12 junho 2008

CICLO SECO

Todo mundo conhece ciclo seco, a maioria até já passou por ele. Alguns mesmo vivem desde sempre dentro dele, achando que isso é vida e eternizando o que, por ser ciclo, deveria também ser transitório. É preciso acreditar que passa, embora quando dentro dele seja difícil e quase impossível acreditar não só nisso, mas em qualquer outra coisa. Não que ciclo seco não tenha fé, o que acontece é que não podendo ver o que não é visível, fica limitado ao real.

Antes de ir em frente, é importante dizer que ciclo seco nada tem a ver com as estações do ano. É coisa de dentro do humano, não de fora, e justamente por isso não tem nenhum método: vem quando não é esperado e vai quando não se suspeita. Ciclo seco não desaba de repente sobre alguém; chega aos poucos, insidioso, lento. Quando se percebe que se instalou, geralmente é tarde demais. Já está ali. É preciso atravessá-lo como a um deserto, quando se está no meio e a água acabou. Por ser limitado ao real, o ciclo seco jamais considera a possibilidade de um oásis ou de uma caravana passando. Secamente, apenas vai em frente.

────────────────────

Exercícios propostos:
a – Responda com base no texto sobre o ciclo seco:
(i) O ciclo seco tem relação com as estações do ano?
(ii) De que modo o ciclo seco chega a alguém?
(iii) Por que o ciclo seco fica limitado ao real?
b – Transcreva do texto sobre o ciclo seco o trecho que começa com as palavras "Todo mundo conhece" e termina com "limitado ao real.".
c – Escreva a continuação do texto sobre o ciclo seco a partir da última frase dele.

Trecho da listagem:
────────────────────

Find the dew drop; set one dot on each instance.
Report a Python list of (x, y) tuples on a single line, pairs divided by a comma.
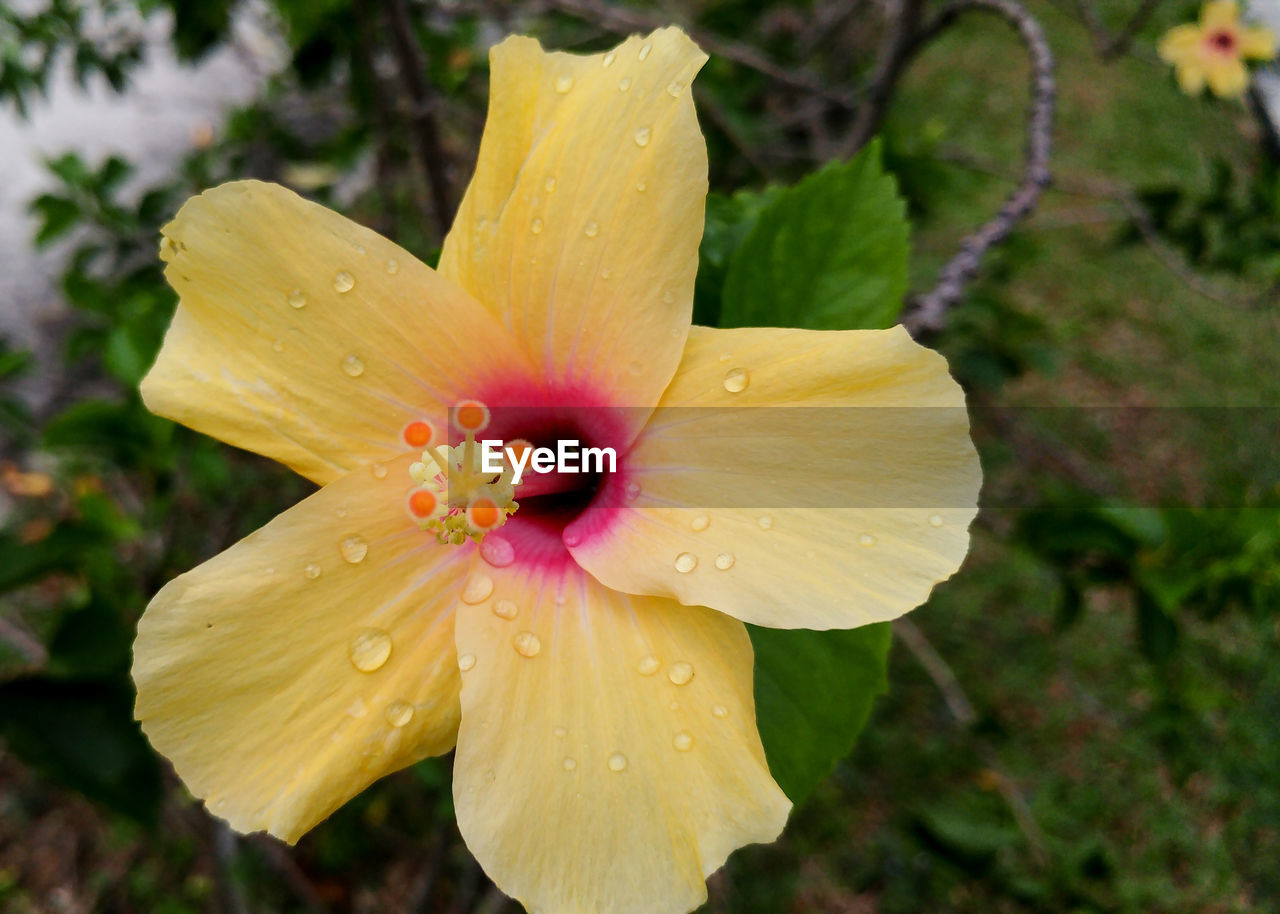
[(478, 589), (353, 365), (398, 713), (526, 644), (369, 649), (497, 551), (353, 549), (736, 380)]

────────────────────

Exercícios resolvidos:
a –
(i) Não. É coisa de dentro do humano, não de fora.
(ii) Chega aos poucos, insidioso, lento; não desaba de repente.
(iii) Porque não pode ver o que não é visível.

b –
Todo mundo conhece ciclo seco, a maioria até já passou por ele. Alguns mesmo vivem desde sempre dentro dele, achando que isso é vida e eternizando o que, por ser ciclo, deveria também ser transitório. É preciso acreditar que passa, embora quando dentro dele seja difícil e quase impossível acreditar não só nisso, mas em qualquer outra coisa. Não que ciclo seco não tenha fé, o que acontece é que não podendo ver o que não é visível, fica limitado ao real.

c –
Porque o real do ciclo seco são ações, não pensamentos nem imaginações. Tanto que, visto de fora, não é visível nem identificável. Não se confunde com “depressão”, quando você deixa de fazer o que devia, ou com “euforia”, quando você faz em excesso o que não devia. Em ciclo seco faz-se exatamente o que se deve ou não, desde escovar os dentes de manhã ou beber um uísque à tardinha, mas sem prazer. Nem desprazer: em ciclo seco apenas se age, sem adjetivos. A propósito, ciclo seco não admite adjetivos — seco é apenas a maneira inexata de chamá-lo para que, dando-lhe um nome, didaticamente se possa falar nele.

E deve-se falar dele? Quero supor, entusiástico, que sim. Mas não tenho certeza se dar nome aos bois terá alguma serventia para o dono dos bois ou sequer para os próprios bois — e essa é uma reflexão típica de ciclo seco. Mas vamos dizer que sim, caso contrário paro de escrever já. E falando-se dele, diga-se ainda que ciclo seco não é bom nem mau, feio ou bonito, inteligente ou burro (...) embora possa dar uma impressão errada a quem o vê de fora, ávido por adjetivar.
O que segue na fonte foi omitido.